== Provided passage ==
▼

On 8/27/2012 10:45 AM, Bruno Marchal wrote:


On 27 Aug 2012, at 15:32, Stephen P. King wrote:

On 8/27/2012 8:48 AM, Bruno Marchal wrote:

On 26 Aug 2012, at 21:59, Stephen P. King wrote:

On 8/26/2012 2:09 PM, Bruno Marchal wrote:

On 25 Aug 2012, at 15:12, benjayk wrote:



Bruno Marchal wrote:


On 24 Aug 2012, at 12:04, benjayk wrote:

But this avoides my point that we can't imagine that levels, context
and
ambiguity don't exist, and this is why computational emulation does
not mean
that the emulation can substitute the original.

But here you do a confusion level as I think Jason tries pointing on.

A similar one to the one made by Searle in the Chinese Room.

As emulator (computing machine) Robinson Arithmetic can simulate
exactly Peano Arithmetic, even as a prover. So for example Robinson
arithmetic can prove that Peano arithmetic proves the consistency of
Robinson Arithmetic.
But you cannot conclude from that that Robinson Arithmetic can prove its own consistency. That would contradict Gödel II. When PA uses the induction axiom, RA might just say "huh", and apply it for the sake of
the emulation without any inner conviction.
I agree, so I don't see how I confused the levels. It seems to me you have just stated that Robinson indeed can not substitue Peano Arithmetic, because RAs emulation of PA makes only sense with respect to PA (in cases were PA
does a proof that RA can't do).

Right. It makes only first person sense to PA. But then RA has succeeded in making PA alive, and PA could a posteriori realize that the RA level was enough. Like I converse with Einstein's brain's book (à la Hofstatdter), just by manipulating the page of the book. I don't become Einstein through my making of that process, but I can have a genuine conversation with Einstein through it. He will know that he has survived, or that he survives through that process.

Dear Bruno,

Please explain this statement! How is there an "Einstein" the person that will know anything in that case? How is such an entity capable of "knowing" anything that can be communicated? Surely you are not considering a consistently solipsistic version of Einstein! I don't have a problem with that possibility per se, but you must come clean about this!

What is the difference between processing the book with a brain, a computer, or a book? This is not step 8, it is step 0. Or I miss what you are asking.

Dear Bruno,

The question that I am asking is how you deal with multiple minds. SO far all of your discussion seems to assume only a single mind and, at most, a plurality of references to that one mind.

?

After a WM duplication there is already two minds. The first person plural handled the many minds.

Dear Bruno,

I am trying to get you to explain to us in detail how the copy and paste operation of a body (as described in your papers) generates copies of minds that are not identical to each other. BTW, there is a very nice Google Book of Smorynski's article on self-reference here <http://books.google.com/books?hl=en&lr=&id=wwXfHT5ka_8C&oi=fnd&pg=PA1&dq=logic+of+arithmetical+self-reference&ots=51rs_0l3Ml&sig=UhcErZpSm4KTECVdkfLfwMF1LBk#v=onepage&q=logic%20of%20arithmetical%20self-reference&f=false> .

▲

== Entries provided ==

▼

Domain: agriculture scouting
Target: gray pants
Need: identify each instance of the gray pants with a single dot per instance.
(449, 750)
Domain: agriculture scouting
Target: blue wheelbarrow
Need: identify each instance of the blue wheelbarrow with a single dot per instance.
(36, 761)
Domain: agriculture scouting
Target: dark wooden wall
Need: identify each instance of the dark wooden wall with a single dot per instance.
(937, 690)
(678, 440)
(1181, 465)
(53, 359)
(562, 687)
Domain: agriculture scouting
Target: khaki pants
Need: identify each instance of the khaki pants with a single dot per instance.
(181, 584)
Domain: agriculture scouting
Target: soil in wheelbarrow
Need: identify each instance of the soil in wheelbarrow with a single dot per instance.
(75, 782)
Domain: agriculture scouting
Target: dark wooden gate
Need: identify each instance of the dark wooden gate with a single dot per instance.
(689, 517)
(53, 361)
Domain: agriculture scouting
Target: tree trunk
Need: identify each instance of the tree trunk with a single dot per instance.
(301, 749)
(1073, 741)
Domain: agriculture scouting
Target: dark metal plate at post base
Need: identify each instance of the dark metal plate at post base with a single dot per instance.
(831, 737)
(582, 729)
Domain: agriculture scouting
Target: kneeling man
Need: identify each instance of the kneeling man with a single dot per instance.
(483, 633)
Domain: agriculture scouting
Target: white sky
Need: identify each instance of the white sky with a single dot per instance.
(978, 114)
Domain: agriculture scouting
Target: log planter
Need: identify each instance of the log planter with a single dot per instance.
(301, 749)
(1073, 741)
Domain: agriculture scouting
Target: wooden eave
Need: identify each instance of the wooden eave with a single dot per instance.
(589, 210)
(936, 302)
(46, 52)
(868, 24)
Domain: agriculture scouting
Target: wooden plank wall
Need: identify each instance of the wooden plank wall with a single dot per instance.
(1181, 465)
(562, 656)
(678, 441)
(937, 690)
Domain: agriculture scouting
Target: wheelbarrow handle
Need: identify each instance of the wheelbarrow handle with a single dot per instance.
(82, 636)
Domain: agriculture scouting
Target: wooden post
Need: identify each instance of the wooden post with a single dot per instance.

▲

== Challenge ==
Write out the thread on Robinson and Peano Arithmetic word for word, everything from "A similar one" down to "any inner conviction.".

== Expected answer ==
A similar one to the one made by Searle in the Chinese Room.

As emulator (computing machine) Robinson Arithmetic can simulate
exactly Peano Arithmetic, even as a prover. So for example Robinson
arithmetic can prove that Peano arithmetic proves the consistency of
Robinson Arithmetic.
But you cannot conclude from that that Robinson Arithmetic can prove its own consistency. That would contradict Gödel II. When PA uses the induction axiom, RA might just say "huh", and apply it for the sake of
the emulation without any inner conviction.